I have often been advised that one should wear the heaviest suiting manageable for your circumstances, and that to achieve a good look the cut is everything and weight trumps Supers , to maximise drape. Good advice and I have always taken it.
However, I was wondering at what point, the hand becomes too unrefined and where is the point of balance between hand and drape ( assuming longevity is not too much of a consideration)?
Would Super 100's--around 11oz hit the spot?-- Smiths' Blue Riband ( no cashmere, so drier )?
---------------------------------------------------------Premier Cru ( a little cashmere)?
Or , if wearable, should we aim for 13oz Lesser and Botany and other comparable cloths?
I find the Steadfast and 16oz Lesser to be a fine solid cloth, but is the drape at the expense of finesse....and is the trade-off worth it?
Where is the Sweet Spot?........All experiences welcome...thanks...?

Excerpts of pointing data
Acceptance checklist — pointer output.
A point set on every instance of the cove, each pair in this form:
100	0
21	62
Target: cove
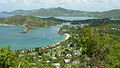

### What you will do
Continue the text on suiting cloth weight, hand, and drape, starting right after its final line.

### Response
Where lies the Sweet Spot in various cloths ?
Who's cutting, who's wearing, and in what climate?
Some-one must summon Old Master Henry.... he is the chap for this enquiry.
It really must depend on the wearers internal thermometer and the environment. I think that in Northern Europe, especially in Ireland and Great Britain the background humidity and damp is so high that a 14oz in a worsted or wool/mohair mix is a minimum, this has been confirmed by the tailors of my acquaintance. In a woolen-spun fabric it might need to be heavier to maintain shape/drape.Rowly wrote:I have often been advised that one should wear the heaviest suiting manageable for your circumstances, and that to achieve a good look the cut is everything and weight trumps Supers , to maximise drape. Good advice and I have always taken it.
Personally I prefer 425g+ (14oz-ish) in a worsted and 545g+ (19oz-ish) in tweed. As mohair/wool mixes maintain their shape better anything from 360g+ (11oz-ish) suits me.
However the point raised about the handle and finish of certain heavier weight fabrics is spot on, it can be hard to find that well-finished handle at times, especially in a pattern or colour you want. There is a danger in always assuming that heavier is better.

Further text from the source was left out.